▶ **TASK REQUIREMENTS**:
Take the entries below and return them unchanged.

Content starts

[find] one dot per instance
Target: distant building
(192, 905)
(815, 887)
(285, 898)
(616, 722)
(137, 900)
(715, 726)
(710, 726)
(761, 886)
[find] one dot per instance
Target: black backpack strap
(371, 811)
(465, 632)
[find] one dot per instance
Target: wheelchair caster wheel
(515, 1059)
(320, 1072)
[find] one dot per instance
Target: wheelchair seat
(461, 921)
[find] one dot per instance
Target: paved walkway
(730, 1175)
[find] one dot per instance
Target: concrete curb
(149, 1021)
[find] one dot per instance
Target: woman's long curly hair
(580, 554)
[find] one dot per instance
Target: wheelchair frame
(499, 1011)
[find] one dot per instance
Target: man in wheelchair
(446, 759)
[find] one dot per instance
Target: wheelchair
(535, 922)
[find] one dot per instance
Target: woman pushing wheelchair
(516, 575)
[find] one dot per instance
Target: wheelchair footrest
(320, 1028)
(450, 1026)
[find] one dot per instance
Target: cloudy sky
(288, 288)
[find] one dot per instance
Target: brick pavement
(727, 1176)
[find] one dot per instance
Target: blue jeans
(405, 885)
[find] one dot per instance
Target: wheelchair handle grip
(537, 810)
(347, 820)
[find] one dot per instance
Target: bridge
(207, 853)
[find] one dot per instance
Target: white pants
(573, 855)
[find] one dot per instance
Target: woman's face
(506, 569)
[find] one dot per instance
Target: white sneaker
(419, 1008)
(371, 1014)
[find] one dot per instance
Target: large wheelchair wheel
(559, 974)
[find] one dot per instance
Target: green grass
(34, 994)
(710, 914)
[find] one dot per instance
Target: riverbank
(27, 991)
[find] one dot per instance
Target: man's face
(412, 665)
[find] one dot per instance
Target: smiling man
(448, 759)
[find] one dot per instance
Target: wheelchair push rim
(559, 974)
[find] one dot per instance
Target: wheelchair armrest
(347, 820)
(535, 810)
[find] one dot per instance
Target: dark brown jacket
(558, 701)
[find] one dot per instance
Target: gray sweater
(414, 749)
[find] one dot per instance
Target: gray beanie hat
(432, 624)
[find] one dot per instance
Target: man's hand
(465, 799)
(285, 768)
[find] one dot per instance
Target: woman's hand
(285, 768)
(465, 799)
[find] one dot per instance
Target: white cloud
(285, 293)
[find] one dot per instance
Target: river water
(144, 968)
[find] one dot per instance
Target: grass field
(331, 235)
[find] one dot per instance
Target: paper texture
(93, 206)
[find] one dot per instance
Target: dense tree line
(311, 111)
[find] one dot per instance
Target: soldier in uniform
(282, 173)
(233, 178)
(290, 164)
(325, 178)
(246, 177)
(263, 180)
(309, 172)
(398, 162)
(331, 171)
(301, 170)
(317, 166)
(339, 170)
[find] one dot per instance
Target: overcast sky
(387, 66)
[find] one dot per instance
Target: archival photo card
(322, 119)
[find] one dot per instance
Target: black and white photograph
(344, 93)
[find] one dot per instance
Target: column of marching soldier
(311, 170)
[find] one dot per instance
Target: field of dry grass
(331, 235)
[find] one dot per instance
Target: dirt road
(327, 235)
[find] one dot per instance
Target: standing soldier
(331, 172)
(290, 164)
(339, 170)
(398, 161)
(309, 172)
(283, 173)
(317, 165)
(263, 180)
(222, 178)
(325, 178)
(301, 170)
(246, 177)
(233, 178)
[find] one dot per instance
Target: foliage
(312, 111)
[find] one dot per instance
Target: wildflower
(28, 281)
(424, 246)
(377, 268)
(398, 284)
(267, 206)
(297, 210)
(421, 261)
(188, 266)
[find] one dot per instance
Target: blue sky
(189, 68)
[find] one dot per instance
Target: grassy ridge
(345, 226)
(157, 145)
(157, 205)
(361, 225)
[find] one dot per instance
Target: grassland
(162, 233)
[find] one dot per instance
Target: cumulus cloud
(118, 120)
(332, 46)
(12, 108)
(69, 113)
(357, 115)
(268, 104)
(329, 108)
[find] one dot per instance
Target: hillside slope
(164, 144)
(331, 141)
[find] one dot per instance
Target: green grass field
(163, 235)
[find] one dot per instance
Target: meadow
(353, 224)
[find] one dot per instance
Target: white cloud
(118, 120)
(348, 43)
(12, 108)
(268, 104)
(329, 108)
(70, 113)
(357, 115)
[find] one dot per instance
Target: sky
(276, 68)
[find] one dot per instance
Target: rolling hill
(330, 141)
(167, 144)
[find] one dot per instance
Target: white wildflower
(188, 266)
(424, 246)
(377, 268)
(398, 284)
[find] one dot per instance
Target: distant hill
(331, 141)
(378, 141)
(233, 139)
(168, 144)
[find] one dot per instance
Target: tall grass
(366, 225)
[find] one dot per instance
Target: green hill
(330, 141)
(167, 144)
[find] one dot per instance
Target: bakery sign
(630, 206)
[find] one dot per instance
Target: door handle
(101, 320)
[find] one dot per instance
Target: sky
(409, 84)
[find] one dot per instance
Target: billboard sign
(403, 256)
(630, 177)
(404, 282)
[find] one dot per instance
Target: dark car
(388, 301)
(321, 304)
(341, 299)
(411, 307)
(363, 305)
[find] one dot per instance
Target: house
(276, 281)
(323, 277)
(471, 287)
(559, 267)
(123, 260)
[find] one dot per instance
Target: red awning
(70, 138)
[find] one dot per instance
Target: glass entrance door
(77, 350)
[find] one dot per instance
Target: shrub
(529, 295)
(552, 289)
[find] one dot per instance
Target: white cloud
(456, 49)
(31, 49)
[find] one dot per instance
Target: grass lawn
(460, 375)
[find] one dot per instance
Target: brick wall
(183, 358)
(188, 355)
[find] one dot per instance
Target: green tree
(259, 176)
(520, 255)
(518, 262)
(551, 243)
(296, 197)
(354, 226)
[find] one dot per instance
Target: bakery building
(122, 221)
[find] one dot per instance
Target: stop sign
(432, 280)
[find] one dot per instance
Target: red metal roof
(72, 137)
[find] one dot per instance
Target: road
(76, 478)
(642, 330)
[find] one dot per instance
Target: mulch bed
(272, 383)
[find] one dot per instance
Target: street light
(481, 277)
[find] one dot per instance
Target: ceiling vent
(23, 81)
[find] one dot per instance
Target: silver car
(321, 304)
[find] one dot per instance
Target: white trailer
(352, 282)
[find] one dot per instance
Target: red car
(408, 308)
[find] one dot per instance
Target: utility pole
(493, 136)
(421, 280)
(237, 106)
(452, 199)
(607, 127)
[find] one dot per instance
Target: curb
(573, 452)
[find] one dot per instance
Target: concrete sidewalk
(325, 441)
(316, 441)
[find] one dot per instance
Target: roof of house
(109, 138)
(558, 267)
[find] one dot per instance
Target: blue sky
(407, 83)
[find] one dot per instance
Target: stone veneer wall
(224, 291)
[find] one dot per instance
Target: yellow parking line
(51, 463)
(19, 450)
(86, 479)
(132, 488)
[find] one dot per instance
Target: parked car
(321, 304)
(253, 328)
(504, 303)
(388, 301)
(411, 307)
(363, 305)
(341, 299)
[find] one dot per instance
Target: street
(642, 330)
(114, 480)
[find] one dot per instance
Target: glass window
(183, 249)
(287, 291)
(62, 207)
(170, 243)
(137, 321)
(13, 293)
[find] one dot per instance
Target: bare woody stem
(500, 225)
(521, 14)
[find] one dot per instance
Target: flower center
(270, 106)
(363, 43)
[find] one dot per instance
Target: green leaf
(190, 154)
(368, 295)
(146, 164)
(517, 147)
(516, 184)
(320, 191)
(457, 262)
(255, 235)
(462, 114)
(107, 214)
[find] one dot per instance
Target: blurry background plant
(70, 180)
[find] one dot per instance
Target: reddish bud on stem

Content ends

▶ **WRITTEN REPLY**:
[find] one dot per instance
Target: distant building
(192, 905)
(815, 887)
(285, 898)
(616, 722)
(137, 900)
(715, 726)
(710, 726)
(761, 886)
[find] one dot per instance
Target: black backpack strap
(371, 811)
(465, 632)
[find] one dot per instance
Target: wheelchair caster wheel
(515, 1059)
(320, 1072)
[find] one dot per instance
Target: wheelchair seat
(461, 921)
[find] one dot per instance
Target: paved walkway
(730, 1175)
[find] one dot per instance
Target: concrete curb
(149, 1021)
[find] one dot per instance
Target: woman's long curly hair
(580, 554)
[find] one dot per instance
Target: wheelchair frame
(499, 1011)
[find] one dot per instance
Target: man in wheelchair
(446, 759)
[find] one dot per instance
Target: wheelchair
(535, 922)
[find] one dot per instance
Target: woman pushing wheelchair
(516, 575)
[find] one dot per instance
Target: wheelchair footrest
(320, 1028)
(450, 1026)
[find] one dot per instance
Target: cloudy sky
(288, 288)
[find] one dot per instance
Target: brick pavement
(727, 1176)
[find] one dot per instance
Target: blue jeans
(405, 885)
[find] one dot per instance
Target: wheelchair handle grip
(537, 810)
(347, 820)
[find] one dot per instance
Target: bridge
(207, 853)
[find] one dot per instance
Target: white pants
(573, 855)
[find] one dot per instance
Target: woman's face
(506, 569)
[find] one dot per instance
Target: white sneaker
(419, 1008)
(371, 1014)
[find] one dot per instance
Target: large wheelchair wheel
(559, 974)
[find] one dot per instance
Target: green grass
(34, 994)
(710, 914)
[find] one dot per instance
Target: riverbank
(27, 991)
[find] one dot per instance
Target: man's face
(412, 665)
[find] one dot per instance
Target: smiling man
(448, 759)
[find] one dot per instance
Target: wheelchair push rim
(559, 974)
[find] one dot per instance
Target: wheelchair armrest
(347, 820)
(535, 810)
[find] one dot per instance
Target: dark brown jacket
(558, 701)
[find] one dot per instance
Target: gray sweater
(414, 749)
[find] one dot per instance
Target: gray beanie hat
(432, 624)
[find] one dot per instance
Target: man's hand
(465, 799)
(285, 768)
[find] one dot per instance
Target: woman's hand
(285, 768)
(465, 799)
[find] one dot per instance
Target: white cloud
(285, 293)
[find] one dot per instance
Target: river water
(144, 968)
[find] one dot per instance
Target: grass field
(331, 235)
[find] one dot per instance
Target: paper texture
(93, 206)
[find] one dot per instance
Target: dense tree line
(311, 111)
[find] one dot per instance
Target: soldier in uniform
(282, 173)
(233, 178)
(290, 164)
(325, 178)
(246, 177)
(263, 180)
(309, 172)
(398, 162)
(331, 171)
(301, 170)
(317, 166)
(339, 170)
[find] one dot per instance
Target: overcast sky
(387, 66)
[find] one dot per instance
Target: archival photo card
(322, 119)
[find] one dot per instance
Target: black and white photograph
(344, 93)
[find] one dot per instance
Target: column of marching soldier
(311, 170)
[find] one dot per instance
Target: field of dry grass
(331, 235)
[find] one dot per instance
Target: dirt road
(327, 235)
[find] one dot per instance
Target: standing soldier
(331, 172)
(290, 164)
(339, 170)
(398, 161)
(309, 172)
(283, 173)
(317, 165)
(263, 180)
(222, 178)
(325, 178)
(301, 170)
(246, 177)
(233, 178)
[find] one dot per instance
Target: foliage
(312, 111)
[find] one dot per instance
Target: wildflower
(28, 281)
(424, 246)
(377, 268)
(398, 284)
(267, 206)
(297, 210)
(421, 261)
(188, 266)
[find] one dot per instance
Target: blue sky
(189, 68)
[find] one dot per instance
Target: grassy ridge
(345, 226)
(157, 145)
(157, 205)
(361, 225)
[find] one dot per instance
Target: grassland
(162, 233)
[find] one dot per instance
Target: cumulus cloud
(118, 120)
(332, 46)
(12, 108)
(69, 113)
(357, 115)
(268, 104)
(329, 108)
[find] one dot per instance
Target: hillside slope
(164, 144)
(331, 141)
[find] one dot per instance
Target: green grass field
(163, 235)
[find] one dot per instance
Target: meadow
(353, 224)
[find] one dot per instance
Target: white cloud
(118, 120)
(348, 43)
(12, 108)
(268, 104)
(329, 108)
(70, 113)
(357, 115)
[find] one dot per instance
Target: sky
(276, 68)
[find] one dot per instance
Target: rolling hill
(330, 141)
(167, 144)
[find] one dot per instance
Target: white wildflower
(188, 266)
(424, 246)
(377, 268)
(398, 284)
[find] one dot per instance
Target: distant hill
(331, 141)
(378, 141)
(233, 139)
(168, 144)
[find] one dot per instance
Target: tall grass
(366, 225)
[find] one dot per instance
Target: green hill
(330, 141)
(167, 144)
[find] one dot per instance
Target: bakery sign
(630, 206)
[find] one dot per instance
Target: door handle
(101, 320)
[find] one dot per instance
Target: sky
(409, 84)
[find] one dot per instance
Target: billboard sign
(403, 256)
(630, 177)
(404, 282)
[find] one dot per instance
Target: dark car
(388, 301)
(321, 304)
(341, 299)
(411, 307)
(363, 305)
[find] one dot per instance
Target: house
(276, 281)
(323, 277)
(471, 287)
(559, 267)
(123, 260)
[find] one dot per instance
Target: red awning
(70, 138)
[find] one dot per instance
Target: glass entrance door
(77, 350)
[find] one dot per instance
Target: shrub
(529, 295)
(552, 289)
[find] one dot per instance
Target: white cloud
(456, 49)
(31, 49)
[find] one dot per instance
Target: grass lawn
(460, 375)
[find] one dot per instance
Target: brick wall
(183, 358)
(188, 355)
[find] one dot per instance
Target: green tree
(259, 176)
(520, 255)
(518, 262)
(551, 243)
(296, 197)
(354, 226)
[find] one dot per instance
Target: bakery building
(122, 221)
[find] one dot per instance
Target: stop sign
(432, 280)
[find] one dot per instance
Target: red metal roof
(72, 137)
[find] one dot per instance
Target: road
(76, 478)
(642, 330)
[find] one dot per instance
Target: mulch bed
(272, 383)
[find] one dot per instance
Target: street light
(481, 277)
[find] one dot per instance
Target: ceiling vent
(23, 81)
[find] one dot per instance
Target: silver car
(321, 304)
[find] one dot per instance
Target: white trailer
(352, 282)
[find] one dot per instance
Target: red car
(408, 308)
[find] one dot per instance
Target: utility pole
(493, 136)
(421, 280)
(237, 106)
(452, 199)
(607, 127)
[find] one dot per instance
Target: curb
(573, 452)
[find] one dot per instance
Target: concrete sidewalk
(325, 441)
(316, 441)
[find] one dot per instance
Target: roof of house
(109, 138)
(558, 267)
[find] one dot per instance
Target: blue sky
(407, 83)
[find] one dot per instance
Target: stone veneer wall
(224, 291)
[find] one dot per instance
Target: yellow parking line
(51, 463)
(19, 450)
(86, 479)
(132, 488)
[find] one dot per instance
Target: parked car
(321, 304)
(253, 328)
(504, 303)
(388, 301)
(411, 307)
(363, 305)
(341, 299)
[find] one dot per instance
Target: street
(642, 330)
(114, 480)
[find] one dot per instance
Target: glass window
(183, 249)
(287, 291)
(62, 207)
(170, 243)
(137, 321)
(13, 293)
[find] one dot per instance
Target: bare woody stem
(500, 225)
(521, 14)
[find] one dot per instance
Target: flower center
(270, 106)
(363, 43)
[find] one dot per instance
Target: green leaf
(190, 154)
(368, 295)
(146, 164)
(517, 147)
(516, 184)
(320, 191)
(457, 262)
(255, 235)
(462, 114)
(107, 214)
[find] one dot per instance
Target: blurry background plant
(70, 180)
[find] one dot per instance
Target: reddish bud on stem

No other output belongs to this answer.